EXERCISE AIM → Output the data exactly, with every line intact.

* start MATERIALS PROVIDED *

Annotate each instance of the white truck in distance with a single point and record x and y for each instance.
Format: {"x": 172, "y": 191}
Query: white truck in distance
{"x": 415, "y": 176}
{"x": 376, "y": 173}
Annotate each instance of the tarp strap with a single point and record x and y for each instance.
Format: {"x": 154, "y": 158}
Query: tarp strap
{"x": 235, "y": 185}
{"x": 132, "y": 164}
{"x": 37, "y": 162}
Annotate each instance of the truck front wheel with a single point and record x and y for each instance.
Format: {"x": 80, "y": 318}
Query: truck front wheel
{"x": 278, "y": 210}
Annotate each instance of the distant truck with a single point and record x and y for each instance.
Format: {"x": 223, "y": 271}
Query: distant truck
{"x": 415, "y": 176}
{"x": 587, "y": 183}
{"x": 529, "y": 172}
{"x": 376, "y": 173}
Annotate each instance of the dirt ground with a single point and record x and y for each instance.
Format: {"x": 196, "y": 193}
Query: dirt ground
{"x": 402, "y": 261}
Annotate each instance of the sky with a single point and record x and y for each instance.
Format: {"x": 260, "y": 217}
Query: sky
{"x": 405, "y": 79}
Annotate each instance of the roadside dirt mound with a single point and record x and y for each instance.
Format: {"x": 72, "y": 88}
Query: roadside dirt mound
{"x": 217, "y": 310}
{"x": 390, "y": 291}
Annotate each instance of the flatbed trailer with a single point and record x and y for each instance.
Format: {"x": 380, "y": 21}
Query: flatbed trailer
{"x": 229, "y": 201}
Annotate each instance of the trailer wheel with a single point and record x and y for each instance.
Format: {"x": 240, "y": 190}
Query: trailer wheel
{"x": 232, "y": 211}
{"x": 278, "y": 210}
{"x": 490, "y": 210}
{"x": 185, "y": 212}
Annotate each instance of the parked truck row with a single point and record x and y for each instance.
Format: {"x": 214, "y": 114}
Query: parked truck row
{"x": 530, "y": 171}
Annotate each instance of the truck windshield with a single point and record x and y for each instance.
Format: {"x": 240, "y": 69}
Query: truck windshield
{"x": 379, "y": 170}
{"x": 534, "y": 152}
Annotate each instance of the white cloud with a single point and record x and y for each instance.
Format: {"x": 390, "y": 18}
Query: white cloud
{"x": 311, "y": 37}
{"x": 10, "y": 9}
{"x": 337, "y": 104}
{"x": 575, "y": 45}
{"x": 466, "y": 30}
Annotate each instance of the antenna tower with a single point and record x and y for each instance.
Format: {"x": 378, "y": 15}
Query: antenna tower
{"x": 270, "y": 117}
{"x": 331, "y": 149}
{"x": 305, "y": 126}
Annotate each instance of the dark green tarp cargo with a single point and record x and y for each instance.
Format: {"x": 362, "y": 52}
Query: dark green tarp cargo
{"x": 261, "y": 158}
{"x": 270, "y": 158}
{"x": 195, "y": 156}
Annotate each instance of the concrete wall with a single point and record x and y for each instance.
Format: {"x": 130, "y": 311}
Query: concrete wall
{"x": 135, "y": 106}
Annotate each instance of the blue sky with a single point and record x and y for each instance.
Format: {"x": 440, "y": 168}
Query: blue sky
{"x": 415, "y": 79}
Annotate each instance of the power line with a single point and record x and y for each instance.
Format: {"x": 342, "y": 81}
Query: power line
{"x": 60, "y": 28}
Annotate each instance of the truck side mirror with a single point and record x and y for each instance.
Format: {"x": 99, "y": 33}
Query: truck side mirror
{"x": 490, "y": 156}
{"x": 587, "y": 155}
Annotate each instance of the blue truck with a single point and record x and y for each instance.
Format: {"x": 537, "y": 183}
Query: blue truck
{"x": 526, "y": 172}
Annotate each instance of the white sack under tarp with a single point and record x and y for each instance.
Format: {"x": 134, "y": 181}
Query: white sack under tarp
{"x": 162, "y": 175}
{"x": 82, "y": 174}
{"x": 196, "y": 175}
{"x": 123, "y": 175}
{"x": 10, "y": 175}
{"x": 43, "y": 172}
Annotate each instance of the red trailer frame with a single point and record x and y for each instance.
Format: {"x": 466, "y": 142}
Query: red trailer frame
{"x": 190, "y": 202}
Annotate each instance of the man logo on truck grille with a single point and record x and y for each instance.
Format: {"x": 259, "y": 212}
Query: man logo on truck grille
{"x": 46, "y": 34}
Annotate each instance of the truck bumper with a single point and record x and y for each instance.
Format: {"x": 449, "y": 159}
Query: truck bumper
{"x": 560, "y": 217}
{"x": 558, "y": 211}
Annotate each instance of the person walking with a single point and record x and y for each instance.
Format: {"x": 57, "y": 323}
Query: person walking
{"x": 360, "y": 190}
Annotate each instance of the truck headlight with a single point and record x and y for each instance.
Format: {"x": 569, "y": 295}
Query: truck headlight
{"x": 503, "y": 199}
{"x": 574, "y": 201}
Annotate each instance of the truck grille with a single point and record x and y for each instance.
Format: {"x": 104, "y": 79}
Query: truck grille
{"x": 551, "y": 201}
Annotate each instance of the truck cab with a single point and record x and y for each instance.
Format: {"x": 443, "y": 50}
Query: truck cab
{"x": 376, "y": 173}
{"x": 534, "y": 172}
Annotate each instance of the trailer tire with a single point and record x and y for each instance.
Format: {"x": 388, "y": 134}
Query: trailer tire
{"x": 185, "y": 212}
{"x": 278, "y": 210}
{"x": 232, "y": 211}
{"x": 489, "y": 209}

* end MATERIALS PROVIDED *

RIGHT ANSWER →
Annotate each instance of the white truck in distance with a single point and record x and y for each instance.
Format: {"x": 172, "y": 191}
Query: white truck in distance
{"x": 415, "y": 176}
{"x": 376, "y": 173}
Annotate each instance of the tarp strap with a single point and record x and y for each instance.
Format: {"x": 154, "y": 158}
Query: tarp strap
{"x": 235, "y": 185}
{"x": 132, "y": 164}
{"x": 37, "y": 162}
Annotate each instance of the truck front wheel with a single point and record x and y for each instance.
Format: {"x": 80, "y": 318}
Query: truck front wheel
{"x": 278, "y": 210}
Annotate each instance of the distant truck with a single point and record x and y for each instance.
Format: {"x": 223, "y": 271}
Query: distant truck
{"x": 415, "y": 176}
{"x": 587, "y": 183}
{"x": 529, "y": 172}
{"x": 376, "y": 173}
Annotate each instance of the dirt ground with a single point and record x and y for each instance.
Format: {"x": 196, "y": 193}
Query: dirt ground
{"x": 402, "y": 261}
Annotate each instance of the sky with a single point and record x and y for each instance.
Format: {"x": 260, "y": 217}
Query: sky
{"x": 405, "y": 79}
Annotate each instance of the roadside dirt mound with a single point and record x and y for each instance.
Format: {"x": 72, "y": 88}
Query: roadside dirt mound
{"x": 217, "y": 310}
{"x": 390, "y": 291}
Annotate each instance of the flatbed trailer with a single point and record x and y for each instance.
Format: {"x": 380, "y": 21}
Query: flatbed trailer
{"x": 229, "y": 201}
Annotate each instance of the trailer wheel with a single point and record x and y for each instance.
Format: {"x": 240, "y": 190}
Query: trailer wheel
{"x": 232, "y": 211}
{"x": 278, "y": 210}
{"x": 490, "y": 210}
{"x": 185, "y": 212}
Annotate each instance of the parked truck row with a single point and record x and y for each instance.
Format: {"x": 214, "y": 114}
Query: parked truck row
{"x": 530, "y": 171}
Annotate each instance of the truck windshield with a single point and record x and y for each instance.
Format: {"x": 240, "y": 69}
Query: truck windshield
{"x": 379, "y": 170}
{"x": 534, "y": 152}
Annotate each instance of the white cloud with a single point and record x and y for each instance.
Format: {"x": 390, "y": 18}
Query: white cloud
{"x": 311, "y": 37}
{"x": 10, "y": 9}
{"x": 337, "y": 104}
{"x": 575, "y": 45}
{"x": 466, "y": 30}
Annotate each instance of the antenna tower with a single point and record x and y for each instance.
Format: {"x": 378, "y": 15}
Query: antenna tower
{"x": 270, "y": 117}
{"x": 331, "y": 149}
{"x": 305, "y": 126}
Annotate each instance of the dark green tarp cargo with a single point and record x and y for each instance.
Format: {"x": 362, "y": 52}
Query: dark green tarp cargo
{"x": 261, "y": 158}
{"x": 270, "y": 158}
{"x": 195, "y": 156}
Annotate each instance of the concrete wall with a single point and record x and y for each instance.
Format: {"x": 130, "y": 311}
Query: concrete wall
{"x": 135, "y": 106}
Annotate each instance of the blue sky with a single point and record x and y for each instance.
Format: {"x": 440, "y": 168}
Query: blue sky
{"x": 415, "y": 79}
Annotate each instance of the power line with a single point and record x and y for each instance.
Format: {"x": 342, "y": 81}
Query: power line
{"x": 60, "y": 28}
Annotate each instance of the truck side mirror with a single point and record x and y for each instance.
Format: {"x": 99, "y": 33}
Query: truck side mirror
{"x": 490, "y": 156}
{"x": 587, "y": 155}
Annotate each instance of the blue truck with a single point and record x and y for each instance.
Format: {"x": 537, "y": 183}
Query: blue truck
{"x": 526, "y": 172}
Annotate each instance of the white sack under tarp with a single point and record x and y for each instance.
Format: {"x": 134, "y": 181}
Query: white sack under tarp
{"x": 162, "y": 175}
{"x": 82, "y": 174}
{"x": 196, "y": 175}
{"x": 123, "y": 175}
{"x": 10, "y": 175}
{"x": 43, "y": 172}
Annotate each instance of the red trailer frame with a single point and record x and y for each instance.
Format: {"x": 466, "y": 142}
Query: red trailer frame
{"x": 190, "y": 202}
Annotate each instance of the man logo on truck grille with a single point and record x and y for each instance.
Format: {"x": 259, "y": 212}
Query: man logo on truck grille
{"x": 46, "y": 34}
Annotate each instance of the truck bumper with a single point and record x and y for each instance.
Format: {"x": 449, "y": 159}
Query: truck bumper
{"x": 560, "y": 217}
{"x": 558, "y": 211}
Annotate each instance of the person walking with a single point and record x and y for each instance.
Format: {"x": 57, "y": 323}
Query: person walking
{"x": 360, "y": 190}
Annotate each instance of the truck headlight with a single point and record x and y for each instance.
Format: {"x": 569, "y": 295}
Query: truck headlight
{"x": 503, "y": 199}
{"x": 574, "y": 201}
Annotate each instance of the truck grille with a single point and record x and y for each instance.
Format: {"x": 104, "y": 79}
Query: truck grille
{"x": 551, "y": 201}
Annotate each instance of the truck cab with a single point and record x and y for each instance.
Format: {"x": 443, "y": 50}
Query: truck cab
{"x": 376, "y": 173}
{"x": 534, "y": 172}
Annotate each instance of the trailer tire with a single point and record x and y for each instance.
Format: {"x": 388, "y": 134}
Query: trailer tire
{"x": 185, "y": 212}
{"x": 278, "y": 210}
{"x": 232, "y": 211}
{"x": 489, "y": 209}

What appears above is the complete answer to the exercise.